• [Text provided]:
================

And I want that discussion too. Just not on this one.
Re: FPGA, as far as I can see this is idle chatter. Chip's working and you can always tell when he's mostly silent, but for a query or update. Last update was about clock speeds, and he expressed being tired of messing with COGS.
If I were to guess, he's on the math block and the HUB, gluing things together right now. I think he's got the pins sorted for a first pass as that one hasn't seen discussion in a while.
Bet it's a few weeks tops until we get an image.
Maybe he can give us another estimate. His last one was something like 5 weeks, and that was three weeks ago, or something along those lines. One of us could go pick through the posts and nail it down more...
Comments
Lucky there is a very simple solution to that - use the default setting. Mapping is a safe-superset feature.
I do not really follow the 'logic' of avoiding user control, just in case, whilst nobbling power users, who may want to choose a Bandwidth/Power balance themselves for each particular design.
There are already shiploads of things users have to manage in a system when merging P1+ objects like Memory and Pin mappings, as well as Clock and Power Budgets.
This is not apps running on a iPhone.
I think you are saying the COG Multiplier is now going to be 24x24b, and still not affect the 200MHz/100MOP targets ?
Sounds great.

================

• [Supplied records]:
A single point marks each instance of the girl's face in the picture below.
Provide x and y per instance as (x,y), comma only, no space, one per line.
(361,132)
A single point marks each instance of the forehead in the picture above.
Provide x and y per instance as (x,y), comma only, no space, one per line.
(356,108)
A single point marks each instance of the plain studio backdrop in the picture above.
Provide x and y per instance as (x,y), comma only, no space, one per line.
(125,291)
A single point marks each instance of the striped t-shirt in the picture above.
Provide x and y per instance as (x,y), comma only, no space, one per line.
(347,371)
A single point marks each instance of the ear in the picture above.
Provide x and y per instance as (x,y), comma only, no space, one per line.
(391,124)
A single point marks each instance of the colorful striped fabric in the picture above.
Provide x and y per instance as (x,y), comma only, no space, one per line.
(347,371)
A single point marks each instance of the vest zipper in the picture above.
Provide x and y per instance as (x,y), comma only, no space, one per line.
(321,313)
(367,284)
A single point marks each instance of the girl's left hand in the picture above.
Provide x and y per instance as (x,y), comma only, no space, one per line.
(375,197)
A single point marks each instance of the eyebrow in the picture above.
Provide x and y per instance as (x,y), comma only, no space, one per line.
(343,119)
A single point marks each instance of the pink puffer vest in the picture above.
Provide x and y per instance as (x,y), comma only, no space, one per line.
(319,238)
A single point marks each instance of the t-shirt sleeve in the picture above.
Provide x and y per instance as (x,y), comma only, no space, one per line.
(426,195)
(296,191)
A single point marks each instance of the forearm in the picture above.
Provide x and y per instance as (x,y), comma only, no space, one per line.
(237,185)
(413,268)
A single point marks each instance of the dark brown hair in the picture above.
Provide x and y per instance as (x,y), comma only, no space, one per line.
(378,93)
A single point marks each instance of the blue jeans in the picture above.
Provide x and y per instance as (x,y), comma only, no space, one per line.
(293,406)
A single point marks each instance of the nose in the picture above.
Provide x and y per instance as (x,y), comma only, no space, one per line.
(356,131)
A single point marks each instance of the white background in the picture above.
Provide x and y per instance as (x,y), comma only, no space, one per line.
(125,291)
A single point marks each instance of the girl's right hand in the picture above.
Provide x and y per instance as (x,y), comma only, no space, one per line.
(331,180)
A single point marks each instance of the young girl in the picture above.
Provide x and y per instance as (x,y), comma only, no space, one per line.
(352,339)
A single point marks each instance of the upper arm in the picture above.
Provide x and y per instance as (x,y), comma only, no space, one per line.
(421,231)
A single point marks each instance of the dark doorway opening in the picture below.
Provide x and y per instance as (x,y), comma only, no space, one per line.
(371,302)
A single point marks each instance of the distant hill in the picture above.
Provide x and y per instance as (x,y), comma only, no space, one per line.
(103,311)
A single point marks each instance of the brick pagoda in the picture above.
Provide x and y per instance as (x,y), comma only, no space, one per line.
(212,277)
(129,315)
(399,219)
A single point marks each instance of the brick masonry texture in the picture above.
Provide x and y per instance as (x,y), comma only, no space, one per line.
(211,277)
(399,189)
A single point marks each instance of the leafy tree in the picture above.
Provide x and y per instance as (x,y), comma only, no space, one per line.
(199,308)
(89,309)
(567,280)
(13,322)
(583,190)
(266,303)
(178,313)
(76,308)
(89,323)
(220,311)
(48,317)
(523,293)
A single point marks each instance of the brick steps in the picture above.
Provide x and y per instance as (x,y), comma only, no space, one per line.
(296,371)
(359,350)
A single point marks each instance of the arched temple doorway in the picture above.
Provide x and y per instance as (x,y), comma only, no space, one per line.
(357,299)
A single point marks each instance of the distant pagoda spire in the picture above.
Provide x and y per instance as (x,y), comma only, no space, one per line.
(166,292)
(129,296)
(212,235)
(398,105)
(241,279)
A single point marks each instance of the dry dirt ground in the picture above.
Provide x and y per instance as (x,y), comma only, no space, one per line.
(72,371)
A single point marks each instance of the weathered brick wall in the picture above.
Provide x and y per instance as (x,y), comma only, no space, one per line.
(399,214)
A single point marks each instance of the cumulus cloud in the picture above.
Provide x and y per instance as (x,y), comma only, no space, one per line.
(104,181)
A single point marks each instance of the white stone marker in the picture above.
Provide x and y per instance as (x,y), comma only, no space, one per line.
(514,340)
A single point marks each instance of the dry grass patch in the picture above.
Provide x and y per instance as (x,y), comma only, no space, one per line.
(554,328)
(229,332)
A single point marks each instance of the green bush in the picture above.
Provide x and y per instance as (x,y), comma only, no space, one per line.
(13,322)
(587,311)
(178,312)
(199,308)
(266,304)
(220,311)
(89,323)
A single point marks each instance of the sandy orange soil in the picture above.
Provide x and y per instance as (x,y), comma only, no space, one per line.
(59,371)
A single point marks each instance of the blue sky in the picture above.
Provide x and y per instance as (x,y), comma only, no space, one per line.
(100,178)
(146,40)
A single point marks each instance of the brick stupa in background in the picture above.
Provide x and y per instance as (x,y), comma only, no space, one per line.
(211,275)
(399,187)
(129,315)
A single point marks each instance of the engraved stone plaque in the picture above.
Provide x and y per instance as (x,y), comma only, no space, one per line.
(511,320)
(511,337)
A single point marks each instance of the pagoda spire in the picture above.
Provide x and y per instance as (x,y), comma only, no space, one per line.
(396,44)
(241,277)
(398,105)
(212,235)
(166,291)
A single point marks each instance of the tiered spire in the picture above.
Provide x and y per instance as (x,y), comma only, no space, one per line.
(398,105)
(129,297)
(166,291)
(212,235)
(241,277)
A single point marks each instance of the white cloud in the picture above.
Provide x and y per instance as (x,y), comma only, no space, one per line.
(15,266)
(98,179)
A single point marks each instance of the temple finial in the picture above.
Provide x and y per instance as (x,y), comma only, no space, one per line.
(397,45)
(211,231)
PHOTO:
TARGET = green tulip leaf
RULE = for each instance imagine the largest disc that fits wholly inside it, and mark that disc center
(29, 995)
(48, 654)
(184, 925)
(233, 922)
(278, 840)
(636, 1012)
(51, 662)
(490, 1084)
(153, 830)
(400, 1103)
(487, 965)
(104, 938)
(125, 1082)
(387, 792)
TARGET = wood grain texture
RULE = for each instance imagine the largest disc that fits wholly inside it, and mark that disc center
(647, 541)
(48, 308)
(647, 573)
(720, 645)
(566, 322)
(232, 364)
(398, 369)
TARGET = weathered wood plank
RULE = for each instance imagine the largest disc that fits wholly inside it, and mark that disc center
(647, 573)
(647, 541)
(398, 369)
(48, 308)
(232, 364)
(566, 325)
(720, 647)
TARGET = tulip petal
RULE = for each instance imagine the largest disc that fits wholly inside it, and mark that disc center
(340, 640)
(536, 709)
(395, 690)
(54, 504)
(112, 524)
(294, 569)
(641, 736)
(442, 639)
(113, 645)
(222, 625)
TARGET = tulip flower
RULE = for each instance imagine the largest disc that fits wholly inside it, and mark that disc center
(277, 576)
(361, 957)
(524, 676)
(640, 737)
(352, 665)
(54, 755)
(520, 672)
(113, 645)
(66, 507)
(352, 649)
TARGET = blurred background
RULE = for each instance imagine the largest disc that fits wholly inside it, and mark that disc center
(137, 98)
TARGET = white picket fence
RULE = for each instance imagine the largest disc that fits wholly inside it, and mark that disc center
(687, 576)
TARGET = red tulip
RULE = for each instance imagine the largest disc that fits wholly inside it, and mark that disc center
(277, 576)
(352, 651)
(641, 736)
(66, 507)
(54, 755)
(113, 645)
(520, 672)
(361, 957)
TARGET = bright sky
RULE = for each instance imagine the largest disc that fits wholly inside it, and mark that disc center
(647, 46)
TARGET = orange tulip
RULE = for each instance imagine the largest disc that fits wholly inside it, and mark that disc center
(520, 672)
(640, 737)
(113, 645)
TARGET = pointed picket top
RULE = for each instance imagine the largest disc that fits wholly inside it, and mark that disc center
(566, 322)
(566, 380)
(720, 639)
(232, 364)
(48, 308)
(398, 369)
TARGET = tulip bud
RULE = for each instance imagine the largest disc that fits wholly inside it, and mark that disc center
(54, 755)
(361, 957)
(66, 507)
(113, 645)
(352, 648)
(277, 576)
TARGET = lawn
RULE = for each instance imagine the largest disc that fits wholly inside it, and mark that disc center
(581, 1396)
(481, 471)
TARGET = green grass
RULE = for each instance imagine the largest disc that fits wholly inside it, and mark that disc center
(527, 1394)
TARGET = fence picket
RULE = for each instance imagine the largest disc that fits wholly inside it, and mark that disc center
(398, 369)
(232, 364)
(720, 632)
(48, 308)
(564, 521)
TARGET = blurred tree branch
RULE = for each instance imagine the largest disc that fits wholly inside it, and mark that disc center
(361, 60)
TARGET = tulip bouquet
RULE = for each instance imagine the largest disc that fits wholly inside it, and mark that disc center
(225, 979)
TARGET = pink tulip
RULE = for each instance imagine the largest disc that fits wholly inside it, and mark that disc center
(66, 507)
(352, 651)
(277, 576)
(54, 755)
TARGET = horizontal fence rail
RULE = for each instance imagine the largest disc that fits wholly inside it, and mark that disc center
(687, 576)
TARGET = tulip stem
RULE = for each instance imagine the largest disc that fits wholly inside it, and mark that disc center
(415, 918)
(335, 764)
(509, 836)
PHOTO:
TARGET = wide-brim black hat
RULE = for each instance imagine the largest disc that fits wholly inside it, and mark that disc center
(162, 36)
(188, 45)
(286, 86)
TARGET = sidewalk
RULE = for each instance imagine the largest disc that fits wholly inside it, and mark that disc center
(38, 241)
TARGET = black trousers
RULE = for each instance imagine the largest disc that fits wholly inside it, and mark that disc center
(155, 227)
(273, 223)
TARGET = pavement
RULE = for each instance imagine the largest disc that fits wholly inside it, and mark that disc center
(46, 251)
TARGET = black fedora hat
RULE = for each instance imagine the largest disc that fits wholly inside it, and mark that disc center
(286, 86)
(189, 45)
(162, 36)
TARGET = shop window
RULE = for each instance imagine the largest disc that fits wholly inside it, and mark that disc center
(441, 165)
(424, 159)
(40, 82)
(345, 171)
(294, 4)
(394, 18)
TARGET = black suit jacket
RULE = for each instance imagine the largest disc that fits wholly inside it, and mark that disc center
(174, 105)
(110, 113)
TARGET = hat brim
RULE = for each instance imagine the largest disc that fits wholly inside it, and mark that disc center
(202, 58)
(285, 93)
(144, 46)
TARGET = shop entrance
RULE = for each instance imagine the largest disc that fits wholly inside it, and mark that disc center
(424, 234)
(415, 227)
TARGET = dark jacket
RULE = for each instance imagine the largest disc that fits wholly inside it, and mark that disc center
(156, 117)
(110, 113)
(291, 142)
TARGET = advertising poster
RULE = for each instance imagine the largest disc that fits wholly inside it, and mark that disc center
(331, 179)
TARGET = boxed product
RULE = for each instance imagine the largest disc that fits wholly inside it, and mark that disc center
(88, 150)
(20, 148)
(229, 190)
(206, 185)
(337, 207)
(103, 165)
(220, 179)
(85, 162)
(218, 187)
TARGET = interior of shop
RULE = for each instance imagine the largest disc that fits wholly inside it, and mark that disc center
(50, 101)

================

• [What you need to do]:
1. In the forum thread, which items are named as examples of what users must already manage when merging P1+ objects?
2. Pull out every line of the records that contains the word "pagoda".
The forum thread and the records have no connection to each other.

• [Solutions]:
1.
Memory mappings
Pin mappings
Clock budgets
Power budgets

2.
A single point marks each instance of the brick pagoda in the picture above.
A single point marks each instance of the distant pagoda spire in the picture above.
A single point marks each instance of the pagoda spire in the picture above.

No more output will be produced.